* **Exercise prompt**:
Below are the records. Retype exactly the lines between the lines holding "Target: blue jeans" and "Every instance of the tree", inclusive.
--- Input data ---
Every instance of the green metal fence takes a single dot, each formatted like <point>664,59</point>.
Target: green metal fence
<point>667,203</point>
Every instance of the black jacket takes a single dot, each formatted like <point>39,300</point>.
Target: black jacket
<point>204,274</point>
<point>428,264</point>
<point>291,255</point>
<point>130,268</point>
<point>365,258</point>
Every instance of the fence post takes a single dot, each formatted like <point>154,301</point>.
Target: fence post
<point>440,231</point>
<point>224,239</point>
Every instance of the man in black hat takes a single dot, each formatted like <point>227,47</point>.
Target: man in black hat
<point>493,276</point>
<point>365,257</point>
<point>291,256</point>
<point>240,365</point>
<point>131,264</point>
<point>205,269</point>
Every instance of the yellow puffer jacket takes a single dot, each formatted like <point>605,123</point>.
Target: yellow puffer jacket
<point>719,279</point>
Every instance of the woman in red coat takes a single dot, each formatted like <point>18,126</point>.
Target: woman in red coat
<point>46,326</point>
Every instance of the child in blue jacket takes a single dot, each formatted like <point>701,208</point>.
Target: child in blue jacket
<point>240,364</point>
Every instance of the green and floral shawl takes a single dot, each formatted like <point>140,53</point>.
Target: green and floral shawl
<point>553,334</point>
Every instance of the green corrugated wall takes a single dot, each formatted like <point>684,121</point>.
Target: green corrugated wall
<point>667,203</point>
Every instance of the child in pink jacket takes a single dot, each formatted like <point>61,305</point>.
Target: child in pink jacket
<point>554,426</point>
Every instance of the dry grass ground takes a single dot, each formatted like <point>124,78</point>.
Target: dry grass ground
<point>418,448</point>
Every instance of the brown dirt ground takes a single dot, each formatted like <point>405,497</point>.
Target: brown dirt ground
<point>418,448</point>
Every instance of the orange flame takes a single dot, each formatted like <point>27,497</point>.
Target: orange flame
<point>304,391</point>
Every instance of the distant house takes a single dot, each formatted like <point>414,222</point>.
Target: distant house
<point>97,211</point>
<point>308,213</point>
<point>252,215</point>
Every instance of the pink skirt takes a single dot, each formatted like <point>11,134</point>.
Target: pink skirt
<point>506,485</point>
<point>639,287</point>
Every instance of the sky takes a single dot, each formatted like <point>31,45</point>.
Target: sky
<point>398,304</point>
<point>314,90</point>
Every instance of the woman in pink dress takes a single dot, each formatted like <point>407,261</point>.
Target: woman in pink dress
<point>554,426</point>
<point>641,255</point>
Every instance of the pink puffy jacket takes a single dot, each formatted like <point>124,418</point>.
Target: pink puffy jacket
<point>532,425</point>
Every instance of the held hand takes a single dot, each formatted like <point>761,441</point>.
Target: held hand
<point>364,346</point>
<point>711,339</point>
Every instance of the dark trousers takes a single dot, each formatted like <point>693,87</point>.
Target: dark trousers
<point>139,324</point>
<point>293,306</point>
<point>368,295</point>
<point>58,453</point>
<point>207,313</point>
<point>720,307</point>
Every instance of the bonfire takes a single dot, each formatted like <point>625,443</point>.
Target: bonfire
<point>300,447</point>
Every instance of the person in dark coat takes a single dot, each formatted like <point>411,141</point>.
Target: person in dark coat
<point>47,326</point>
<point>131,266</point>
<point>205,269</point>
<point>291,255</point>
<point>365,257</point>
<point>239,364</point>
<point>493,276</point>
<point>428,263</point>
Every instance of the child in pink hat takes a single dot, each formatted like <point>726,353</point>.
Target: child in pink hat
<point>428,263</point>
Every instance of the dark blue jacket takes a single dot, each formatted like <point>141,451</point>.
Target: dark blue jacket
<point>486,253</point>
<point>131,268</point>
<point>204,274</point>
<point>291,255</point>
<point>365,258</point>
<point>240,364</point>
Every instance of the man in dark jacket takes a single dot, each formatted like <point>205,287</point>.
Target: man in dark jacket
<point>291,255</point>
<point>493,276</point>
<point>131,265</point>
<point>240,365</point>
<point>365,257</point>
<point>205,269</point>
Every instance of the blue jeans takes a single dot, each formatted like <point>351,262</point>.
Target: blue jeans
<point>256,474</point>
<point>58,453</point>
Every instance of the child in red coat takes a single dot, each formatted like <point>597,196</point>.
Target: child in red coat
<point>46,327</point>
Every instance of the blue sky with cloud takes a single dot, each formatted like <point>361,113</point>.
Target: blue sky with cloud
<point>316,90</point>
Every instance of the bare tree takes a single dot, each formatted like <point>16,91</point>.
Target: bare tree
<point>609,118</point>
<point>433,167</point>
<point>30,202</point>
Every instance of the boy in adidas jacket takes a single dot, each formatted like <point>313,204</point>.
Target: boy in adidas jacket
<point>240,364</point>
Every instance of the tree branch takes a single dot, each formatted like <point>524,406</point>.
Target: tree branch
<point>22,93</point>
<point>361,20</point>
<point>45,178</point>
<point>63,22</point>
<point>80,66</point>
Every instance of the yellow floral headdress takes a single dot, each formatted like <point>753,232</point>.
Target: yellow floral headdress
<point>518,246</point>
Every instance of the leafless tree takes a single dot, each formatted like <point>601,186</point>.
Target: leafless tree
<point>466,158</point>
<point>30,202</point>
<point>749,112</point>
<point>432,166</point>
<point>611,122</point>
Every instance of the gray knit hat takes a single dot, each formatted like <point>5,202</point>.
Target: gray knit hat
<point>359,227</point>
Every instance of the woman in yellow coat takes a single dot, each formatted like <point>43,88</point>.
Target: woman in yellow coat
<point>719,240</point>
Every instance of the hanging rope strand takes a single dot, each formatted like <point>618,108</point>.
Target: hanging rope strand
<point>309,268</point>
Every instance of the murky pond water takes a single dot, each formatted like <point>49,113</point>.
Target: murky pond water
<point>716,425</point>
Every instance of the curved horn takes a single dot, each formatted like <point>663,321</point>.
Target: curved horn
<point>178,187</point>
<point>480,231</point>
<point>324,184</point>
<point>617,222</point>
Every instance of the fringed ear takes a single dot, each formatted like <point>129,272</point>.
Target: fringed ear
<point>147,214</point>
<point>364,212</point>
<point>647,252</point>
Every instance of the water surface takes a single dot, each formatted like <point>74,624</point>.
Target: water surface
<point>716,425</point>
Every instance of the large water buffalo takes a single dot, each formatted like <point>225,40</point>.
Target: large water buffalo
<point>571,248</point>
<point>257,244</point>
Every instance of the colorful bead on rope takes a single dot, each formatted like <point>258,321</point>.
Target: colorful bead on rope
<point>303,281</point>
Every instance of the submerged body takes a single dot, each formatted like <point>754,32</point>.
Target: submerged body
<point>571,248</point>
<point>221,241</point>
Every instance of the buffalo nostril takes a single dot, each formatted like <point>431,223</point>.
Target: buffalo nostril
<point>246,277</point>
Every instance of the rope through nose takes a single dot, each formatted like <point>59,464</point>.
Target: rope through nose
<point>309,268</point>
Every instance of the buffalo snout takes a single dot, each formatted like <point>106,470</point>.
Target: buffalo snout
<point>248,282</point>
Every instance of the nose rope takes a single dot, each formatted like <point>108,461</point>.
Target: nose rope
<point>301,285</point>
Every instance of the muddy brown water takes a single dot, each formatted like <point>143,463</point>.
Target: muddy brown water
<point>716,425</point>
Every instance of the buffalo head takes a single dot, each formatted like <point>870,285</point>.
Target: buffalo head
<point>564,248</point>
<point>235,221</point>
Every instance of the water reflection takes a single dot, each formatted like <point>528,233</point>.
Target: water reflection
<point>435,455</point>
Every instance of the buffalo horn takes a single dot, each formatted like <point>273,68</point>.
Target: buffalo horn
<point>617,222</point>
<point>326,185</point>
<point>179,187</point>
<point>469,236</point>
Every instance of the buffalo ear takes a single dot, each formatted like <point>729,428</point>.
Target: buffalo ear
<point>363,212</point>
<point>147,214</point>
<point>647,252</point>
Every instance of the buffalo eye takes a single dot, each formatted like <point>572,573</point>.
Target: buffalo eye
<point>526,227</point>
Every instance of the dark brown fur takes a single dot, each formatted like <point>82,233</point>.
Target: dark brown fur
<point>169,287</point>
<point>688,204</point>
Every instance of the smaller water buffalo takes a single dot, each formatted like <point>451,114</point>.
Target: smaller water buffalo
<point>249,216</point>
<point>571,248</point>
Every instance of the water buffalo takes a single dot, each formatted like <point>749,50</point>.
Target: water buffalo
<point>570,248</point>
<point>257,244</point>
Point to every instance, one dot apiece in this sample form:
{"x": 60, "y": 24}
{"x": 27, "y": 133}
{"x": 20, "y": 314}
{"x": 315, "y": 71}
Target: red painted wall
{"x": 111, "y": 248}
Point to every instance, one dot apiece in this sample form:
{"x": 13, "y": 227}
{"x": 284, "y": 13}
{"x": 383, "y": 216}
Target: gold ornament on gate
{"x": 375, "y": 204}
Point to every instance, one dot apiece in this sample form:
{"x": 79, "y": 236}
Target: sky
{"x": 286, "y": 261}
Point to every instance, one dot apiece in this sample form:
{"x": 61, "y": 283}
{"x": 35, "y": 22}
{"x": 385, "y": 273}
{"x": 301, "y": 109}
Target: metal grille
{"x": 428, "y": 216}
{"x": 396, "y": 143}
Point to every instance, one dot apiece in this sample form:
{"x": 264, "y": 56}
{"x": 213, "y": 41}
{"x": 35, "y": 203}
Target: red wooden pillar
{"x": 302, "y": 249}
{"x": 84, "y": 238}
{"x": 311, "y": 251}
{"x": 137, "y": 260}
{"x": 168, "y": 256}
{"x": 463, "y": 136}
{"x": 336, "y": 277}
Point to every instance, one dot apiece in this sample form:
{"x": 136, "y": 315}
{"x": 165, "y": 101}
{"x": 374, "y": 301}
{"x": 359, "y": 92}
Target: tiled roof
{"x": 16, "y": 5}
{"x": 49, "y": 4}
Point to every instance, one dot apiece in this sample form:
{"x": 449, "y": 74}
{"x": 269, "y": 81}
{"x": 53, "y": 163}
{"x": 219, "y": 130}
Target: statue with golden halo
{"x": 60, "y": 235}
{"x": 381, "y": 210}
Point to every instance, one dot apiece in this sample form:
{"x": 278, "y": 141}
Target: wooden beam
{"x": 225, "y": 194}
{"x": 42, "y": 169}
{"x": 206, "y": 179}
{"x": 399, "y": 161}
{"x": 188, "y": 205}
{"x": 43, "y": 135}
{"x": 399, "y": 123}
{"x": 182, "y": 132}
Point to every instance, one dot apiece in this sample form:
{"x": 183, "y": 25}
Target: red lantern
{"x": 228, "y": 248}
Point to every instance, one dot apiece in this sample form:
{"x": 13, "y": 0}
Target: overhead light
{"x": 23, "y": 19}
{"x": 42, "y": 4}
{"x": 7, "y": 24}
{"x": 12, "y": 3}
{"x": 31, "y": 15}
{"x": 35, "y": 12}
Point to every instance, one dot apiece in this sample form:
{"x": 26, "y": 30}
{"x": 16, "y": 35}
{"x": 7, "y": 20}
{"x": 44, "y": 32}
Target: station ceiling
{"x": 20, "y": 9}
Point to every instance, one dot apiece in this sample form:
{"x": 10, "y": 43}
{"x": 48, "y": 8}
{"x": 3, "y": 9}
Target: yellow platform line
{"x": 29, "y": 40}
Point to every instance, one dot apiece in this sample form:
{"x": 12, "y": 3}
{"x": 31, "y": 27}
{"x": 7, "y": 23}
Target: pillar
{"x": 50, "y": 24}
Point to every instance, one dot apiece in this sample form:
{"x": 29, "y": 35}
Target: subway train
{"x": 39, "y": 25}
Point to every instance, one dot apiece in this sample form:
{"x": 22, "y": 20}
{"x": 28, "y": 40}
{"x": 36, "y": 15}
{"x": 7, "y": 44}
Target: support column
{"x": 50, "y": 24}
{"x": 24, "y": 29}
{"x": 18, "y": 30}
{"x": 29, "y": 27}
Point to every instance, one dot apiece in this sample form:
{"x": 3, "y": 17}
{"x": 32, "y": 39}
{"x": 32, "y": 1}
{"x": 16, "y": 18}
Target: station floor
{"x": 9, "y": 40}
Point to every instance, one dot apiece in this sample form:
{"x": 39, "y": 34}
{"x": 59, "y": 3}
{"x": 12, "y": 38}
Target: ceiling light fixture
---
* **Answer to the problem**:
Target: blue jeans
<point>256,474</point>
<point>58,453</point>
Every instance of the child in red coat takes a single dot, each formatted like <point>597,196</point>.
Target: child in red coat
<point>46,327</point>
Every instance of the blue sky with cloud takes a single dot, each formatted like <point>361,113</point>.
Target: blue sky with cloud
<point>316,90</point>
Every instance of the bare tree takes a single dot, each formatted like <point>16,91</point>.
Target: bare tree
<point>609,118</point>
<point>433,167</point>
<point>30,202</point>
Every instance of the boy in adidas jacket takes a single dot, each formatted like <point>313,204</point>.
Target: boy in adidas jacket
<point>240,364</point>
Every instance of the tree branch takes a single dot, each formatted like <point>524,406</point>.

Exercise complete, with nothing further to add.